**YOUR TASKS**
1: In the pain management essay, which federal regulation did CMS revise to include a pain assessment?
2: Reproduce the pain management essay word for word from "How can an oncologist" to "be treated yourself.".
READING TEXT below:
Have you ever been in so much pain that you wished you would die? Imagine that you are an 88-year-old man with lung cancer that has spread to both your brain and your spine. You attempt to sleep but the pain keeps you awake. You resort to the recliner but that feels no better than the bed. You pace the floors trying to get away from the pain but there just does not seem to be any way to get comfortable. You are faced with such trying agony day after day. Some people may not think that this scenario actually occurs in America with our bounty of modern medical techniques. Others may be more willing to accept this scenario but perhaps only if the situation involves an individual who is uninsured or lives in the inner cities— certainly not in wealthy Boca Raton, Florida. Let me assure you that the mismanagement of pain happens everywhere and is no respecter of persons. This 88-year- old man happened to be my uncle and when he finally gave in to the pain, he asked me to phone the doctor to “see what you can do.”
My first call to the doctor was placed at on a Tuesday at 11:00 AM. Of course the doctor was not available so I left a message explaining the situation. Several hours later, a nurse called back and asked me to explain the situation again, which I did. She said she would speak with the doctor and get back to me. The nurse called a second time and indicated that the doctor felt my uncle should not be in “that much pain” and wanted my uncle to get a bone scan. While I agreed to the bone scan, I was quick to indicate that he would immediately need stronger pain medicine. I was denied and we were told to take the medicine we had on hand and wait to hear from the scheduling department for the bone scan. To make long story short, we managed until that Thursday but by then the pain was so bad, my uncle was incapacitated and insisting he wanted to die. This was uncharacteristic as my uncle was a fiercely independent and strong willed man who was living alone until 10 weeks prior to this event.
On Thursday I telephoned the doctor again and explained the situation in another voice mail message. The nurse called back and again informed me that she would speak to the doctor. When she called back, she informed me that the doctor said we would have to go to the emergency room if the pain was “really that bad.” She said there was nothing the doctor could do, but I had to wonder why an oncologist was not prepared for patients with pain issues. So off to the emergency room we went. The emergency room personnel questioned why we were there since in their view, we really did not have an emergent situation. After nearly 12 hours in the emergency room, they finally decided to admit my uncle. Essentially, he sat in the hospital over the weekend without any significant medical care being rendered and without any active pain management care plan. When Monday arrived, the only other advice we were given was to consider hospice care. My uncle eventually died after being transferred to the hospice service but probably sooner than he would have if he had been given proper pain management from the beginning.
How can an oncologist working in a premier hospital be so insensitive to a patient’s pain? Have they seen so much pain that they’ve become immune to it? Have we as wound care professionals also become immune to the pain? I remember when CMS revised federal regulation 314, the regulatory requirements for pressure ulcers, to include a pain assessment. Many colleagues scoffed at this and wondered what pain had to do with wounds. I have repeatedly heard colleagues dismiss a patient’s pain complaints when changing wound dressings, repositioning, or performing bedside debridement. Please let this be a reminder that you cannot judge another person’s pain, and the presence of pain must be assessed and addressed before treating a wound. One day, you or a loved one may be the patient in need, so treat your patients today as you hope you will one day be treated yourself.
End of READING TEXT.
SUPPLIED INFORMATION below:
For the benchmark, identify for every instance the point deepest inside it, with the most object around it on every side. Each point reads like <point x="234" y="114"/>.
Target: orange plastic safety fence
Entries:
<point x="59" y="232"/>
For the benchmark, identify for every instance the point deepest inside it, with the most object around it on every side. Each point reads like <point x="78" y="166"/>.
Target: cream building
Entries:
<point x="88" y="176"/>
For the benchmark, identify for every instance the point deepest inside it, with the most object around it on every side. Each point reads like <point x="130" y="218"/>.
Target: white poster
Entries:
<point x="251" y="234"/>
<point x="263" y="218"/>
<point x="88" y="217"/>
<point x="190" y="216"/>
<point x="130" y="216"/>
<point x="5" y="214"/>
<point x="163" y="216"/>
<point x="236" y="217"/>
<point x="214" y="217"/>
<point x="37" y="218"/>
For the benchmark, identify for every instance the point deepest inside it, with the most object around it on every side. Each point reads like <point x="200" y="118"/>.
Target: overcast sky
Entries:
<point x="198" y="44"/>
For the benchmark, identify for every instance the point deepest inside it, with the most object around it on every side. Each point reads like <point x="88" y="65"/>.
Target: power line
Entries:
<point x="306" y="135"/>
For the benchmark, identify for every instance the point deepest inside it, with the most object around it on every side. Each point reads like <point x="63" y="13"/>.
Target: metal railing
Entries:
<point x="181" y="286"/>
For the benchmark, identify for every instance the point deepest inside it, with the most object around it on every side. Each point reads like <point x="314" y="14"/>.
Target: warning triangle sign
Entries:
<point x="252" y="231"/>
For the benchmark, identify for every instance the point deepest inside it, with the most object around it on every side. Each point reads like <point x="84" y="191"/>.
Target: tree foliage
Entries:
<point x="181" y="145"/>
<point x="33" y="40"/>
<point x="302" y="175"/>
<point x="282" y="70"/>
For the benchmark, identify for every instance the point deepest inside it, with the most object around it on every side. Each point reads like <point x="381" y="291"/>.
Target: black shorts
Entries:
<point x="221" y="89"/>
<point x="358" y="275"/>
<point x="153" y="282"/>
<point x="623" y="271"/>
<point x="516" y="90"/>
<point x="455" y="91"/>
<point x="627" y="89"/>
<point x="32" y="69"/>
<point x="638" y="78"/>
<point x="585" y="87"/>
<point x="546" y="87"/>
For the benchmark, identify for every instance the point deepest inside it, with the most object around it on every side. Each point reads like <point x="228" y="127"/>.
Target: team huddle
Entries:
End of SUPPLIED INFORMATION.
**TASK-BY-TASK ANSWERS**
1: Federal regulation 314, the regulatory requirements for pressure ulcers.

2:
How can an oncologist working in a premier hospital be so insensitive to a patient’s pain? Have they seen so much pain that they’ve become immune to it? Have we as wound care professionals also become immune to the pain? I remember when CMS revised federal regulation 314, the regulatory requirements for pressure ulcers, to include a pain assessment. Many colleagues scoffed at this and wondered what pain had to do with wounds. I have repeatedly heard colleagues dismiss a patient’s pain complaints when changing wound dressings, repositioning, or performing bedside debridement. Please let this be a reminder that you cannot judge another person’s pain, and the presence of pain must be assessed and addressed before treating a wound. One day, you or a loved one may be the patient in need, so treat your patients today as you hope you will one day be treated yourself.